- [Do this]
Revise these lines by putting "marker" wherever "keypoint" appears, and keep everything else the same.
---------- Available records ----------
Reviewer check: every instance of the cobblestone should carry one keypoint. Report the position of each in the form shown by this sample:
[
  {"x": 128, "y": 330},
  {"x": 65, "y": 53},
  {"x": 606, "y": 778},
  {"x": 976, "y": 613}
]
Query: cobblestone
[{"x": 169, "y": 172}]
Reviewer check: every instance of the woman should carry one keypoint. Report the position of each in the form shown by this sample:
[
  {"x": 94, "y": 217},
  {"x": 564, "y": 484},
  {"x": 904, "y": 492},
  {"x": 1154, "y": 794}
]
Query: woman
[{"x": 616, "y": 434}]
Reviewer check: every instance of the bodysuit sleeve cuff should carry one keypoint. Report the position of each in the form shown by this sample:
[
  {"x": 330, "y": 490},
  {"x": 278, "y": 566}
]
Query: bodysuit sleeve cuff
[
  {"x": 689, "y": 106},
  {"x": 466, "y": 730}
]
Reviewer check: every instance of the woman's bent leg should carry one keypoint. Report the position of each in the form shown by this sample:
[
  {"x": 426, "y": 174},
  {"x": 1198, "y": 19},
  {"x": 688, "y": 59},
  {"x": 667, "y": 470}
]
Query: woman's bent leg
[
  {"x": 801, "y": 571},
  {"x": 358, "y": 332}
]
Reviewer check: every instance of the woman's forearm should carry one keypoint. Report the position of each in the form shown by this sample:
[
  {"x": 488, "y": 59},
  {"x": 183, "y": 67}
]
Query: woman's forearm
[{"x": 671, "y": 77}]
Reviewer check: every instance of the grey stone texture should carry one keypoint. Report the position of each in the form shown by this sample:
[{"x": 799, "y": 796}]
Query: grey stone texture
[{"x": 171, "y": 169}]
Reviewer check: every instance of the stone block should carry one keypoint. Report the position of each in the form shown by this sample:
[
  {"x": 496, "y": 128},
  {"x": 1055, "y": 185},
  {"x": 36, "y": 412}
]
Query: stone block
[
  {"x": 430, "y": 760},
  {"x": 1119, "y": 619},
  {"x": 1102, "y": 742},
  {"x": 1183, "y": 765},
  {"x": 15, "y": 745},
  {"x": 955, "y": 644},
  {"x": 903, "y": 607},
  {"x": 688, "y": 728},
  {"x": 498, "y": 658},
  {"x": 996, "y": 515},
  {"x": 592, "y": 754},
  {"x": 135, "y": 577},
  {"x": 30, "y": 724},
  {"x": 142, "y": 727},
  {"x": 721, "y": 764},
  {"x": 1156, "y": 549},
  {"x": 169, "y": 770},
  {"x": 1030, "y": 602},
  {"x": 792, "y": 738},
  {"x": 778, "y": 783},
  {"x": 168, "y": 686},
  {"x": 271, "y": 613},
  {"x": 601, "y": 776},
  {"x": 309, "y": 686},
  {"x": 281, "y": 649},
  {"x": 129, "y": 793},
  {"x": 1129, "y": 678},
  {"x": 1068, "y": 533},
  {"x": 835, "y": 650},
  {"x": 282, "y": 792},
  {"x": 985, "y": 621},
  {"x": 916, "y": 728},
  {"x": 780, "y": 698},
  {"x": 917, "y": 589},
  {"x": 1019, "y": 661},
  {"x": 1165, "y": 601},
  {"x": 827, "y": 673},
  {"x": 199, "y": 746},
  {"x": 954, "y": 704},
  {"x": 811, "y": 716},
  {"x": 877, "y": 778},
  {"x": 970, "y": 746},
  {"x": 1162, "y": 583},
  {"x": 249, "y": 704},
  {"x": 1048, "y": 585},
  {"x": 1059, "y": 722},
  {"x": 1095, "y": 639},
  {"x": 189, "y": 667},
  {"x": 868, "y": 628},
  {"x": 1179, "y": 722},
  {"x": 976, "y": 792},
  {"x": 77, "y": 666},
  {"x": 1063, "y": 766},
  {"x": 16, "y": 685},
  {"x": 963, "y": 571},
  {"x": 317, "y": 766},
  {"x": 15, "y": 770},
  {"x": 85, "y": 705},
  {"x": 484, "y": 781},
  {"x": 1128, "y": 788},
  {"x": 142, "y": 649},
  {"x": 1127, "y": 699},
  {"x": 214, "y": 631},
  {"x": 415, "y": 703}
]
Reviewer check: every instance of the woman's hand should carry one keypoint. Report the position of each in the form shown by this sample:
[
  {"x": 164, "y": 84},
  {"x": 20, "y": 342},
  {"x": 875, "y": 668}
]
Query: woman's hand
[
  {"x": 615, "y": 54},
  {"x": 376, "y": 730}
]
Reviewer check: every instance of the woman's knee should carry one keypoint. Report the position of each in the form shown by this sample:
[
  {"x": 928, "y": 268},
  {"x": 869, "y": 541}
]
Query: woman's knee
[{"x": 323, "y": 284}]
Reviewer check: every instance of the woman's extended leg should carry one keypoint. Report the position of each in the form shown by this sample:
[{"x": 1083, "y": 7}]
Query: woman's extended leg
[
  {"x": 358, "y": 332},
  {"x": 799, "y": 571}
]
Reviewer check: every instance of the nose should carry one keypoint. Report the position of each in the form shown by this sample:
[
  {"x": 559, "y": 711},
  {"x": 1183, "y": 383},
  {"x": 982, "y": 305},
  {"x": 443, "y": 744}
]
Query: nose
----------
- [Answer to the problem]
Reviewer check: every instance of the cobblestone should carry one marker. Report the position of each in the form shown by this sample:
[
  {"x": 128, "y": 330},
  {"x": 65, "y": 53},
  {"x": 606, "y": 778},
  {"x": 976, "y": 613}
]
Query: cobblestone
[{"x": 169, "y": 172}]
Reviewer check: every instance of the woman should carry one marker. Report the position of each in the form shown by this sample:
[
  {"x": 94, "y": 217},
  {"x": 564, "y": 484},
  {"x": 904, "y": 492},
  {"x": 1154, "y": 794}
]
Query: woman
[{"x": 616, "y": 434}]
Reviewer check: every instance of the bodysuit sleeve cuff should carry one marker. Report the position of each in the form shown by this sample:
[
  {"x": 330, "y": 490},
  {"x": 278, "y": 566}
]
Query: bodysuit sleeve cuff
[
  {"x": 689, "y": 106},
  {"x": 466, "y": 730}
]
Reviewer check: every instance of the woman's bent leg should carry one marker. Report the position of each in the form shown by this sample:
[
  {"x": 426, "y": 174},
  {"x": 1198, "y": 19},
  {"x": 688, "y": 59},
  {"x": 667, "y": 470}
]
Query: woman's bent leg
[
  {"x": 801, "y": 571},
  {"x": 358, "y": 332}
]
Reviewer check: every instance of the woman's forearm should carry one marker. Report the position of each in the form shown by this sample:
[
  {"x": 488, "y": 59},
  {"x": 183, "y": 67}
]
Query: woman's forearm
[{"x": 671, "y": 77}]
Reviewer check: every instance of the grey stone texture should carry one marker. Report the position of each in the form shown by this sample:
[{"x": 799, "y": 796}]
Query: grey stone texture
[{"x": 171, "y": 169}]
Reviewer check: every instance of the stone block should carry one marker. Report the position of each in the form shown by this sample:
[
  {"x": 496, "y": 128},
  {"x": 1055, "y": 185},
  {"x": 36, "y": 412}
]
Query: stone block
[
  {"x": 430, "y": 760},
  {"x": 1119, "y": 619},
  {"x": 1102, "y": 742},
  {"x": 1183, "y": 765},
  {"x": 15, "y": 745},
  {"x": 955, "y": 644},
  {"x": 903, "y": 607},
  {"x": 688, "y": 728},
  {"x": 498, "y": 658},
  {"x": 996, "y": 515},
  {"x": 592, "y": 754},
  {"x": 135, "y": 577},
  {"x": 30, "y": 724},
  {"x": 142, "y": 727},
  {"x": 721, "y": 764},
  {"x": 1156, "y": 549},
  {"x": 169, "y": 770},
  {"x": 1030, "y": 602},
  {"x": 792, "y": 738},
  {"x": 778, "y": 783},
  {"x": 168, "y": 686},
  {"x": 271, "y": 613},
  {"x": 601, "y": 776},
  {"x": 309, "y": 686},
  {"x": 281, "y": 649},
  {"x": 129, "y": 793},
  {"x": 1129, "y": 678},
  {"x": 1068, "y": 533},
  {"x": 835, "y": 650},
  {"x": 282, "y": 792},
  {"x": 985, "y": 621},
  {"x": 916, "y": 728},
  {"x": 780, "y": 698},
  {"x": 917, "y": 589},
  {"x": 1019, "y": 661},
  {"x": 1165, "y": 601},
  {"x": 827, "y": 673},
  {"x": 199, "y": 746},
  {"x": 954, "y": 704},
  {"x": 811, "y": 716},
  {"x": 877, "y": 778},
  {"x": 970, "y": 746},
  {"x": 1162, "y": 583},
  {"x": 249, "y": 704},
  {"x": 1048, "y": 585},
  {"x": 1059, "y": 722},
  {"x": 1095, "y": 639},
  {"x": 189, "y": 667},
  {"x": 868, "y": 628},
  {"x": 1179, "y": 722},
  {"x": 976, "y": 792},
  {"x": 77, "y": 666},
  {"x": 1063, "y": 766},
  {"x": 16, "y": 685},
  {"x": 963, "y": 571},
  {"x": 317, "y": 766},
  {"x": 15, "y": 770},
  {"x": 85, "y": 705},
  {"x": 484, "y": 781},
  {"x": 1128, "y": 788},
  {"x": 142, "y": 649},
  {"x": 1127, "y": 699},
  {"x": 214, "y": 631},
  {"x": 415, "y": 703}
]
Reviewer check: every instance of the woman's hand should carry one marker. Report the position of each in the form shown by this sample:
[
  {"x": 164, "y": 84},
  {"x": 20, "y": 342},
  {"x": 875, "y": 668}
]
Query: woman's hand
[
  {"x": 615, "y": 54},
  {"x": 376, "y": 730}
]
Reviewer check: every instance of the woman's knee should carry one marker. Report the position of each in the form shown by this sample:
[
  {"x": 928, "y": 268},
  {"x": 869, "y": 541}
]
Query: woman's knee
[{"x": 323, "y": 284}]
Reviewer check: every instance of the woman's extended leg should carry one marker. Report the position of each in the form shown by this sample:
[{"x": 1083, "y": 7}]
Query: woman's extended leg
[
  {"x": 358, "y": 332},
  {"x": 799, "y": 571}
]
Reviewer check: every instance of the nose should carry one marker. Report the position of each in the form shown by this sample:
[
  {"x": 559, "y": 711},
  {"x": 1183, "y": 383},
  {"x": 982, "y": 305},
  {"x": 443, "y": 744}
]
Query: nose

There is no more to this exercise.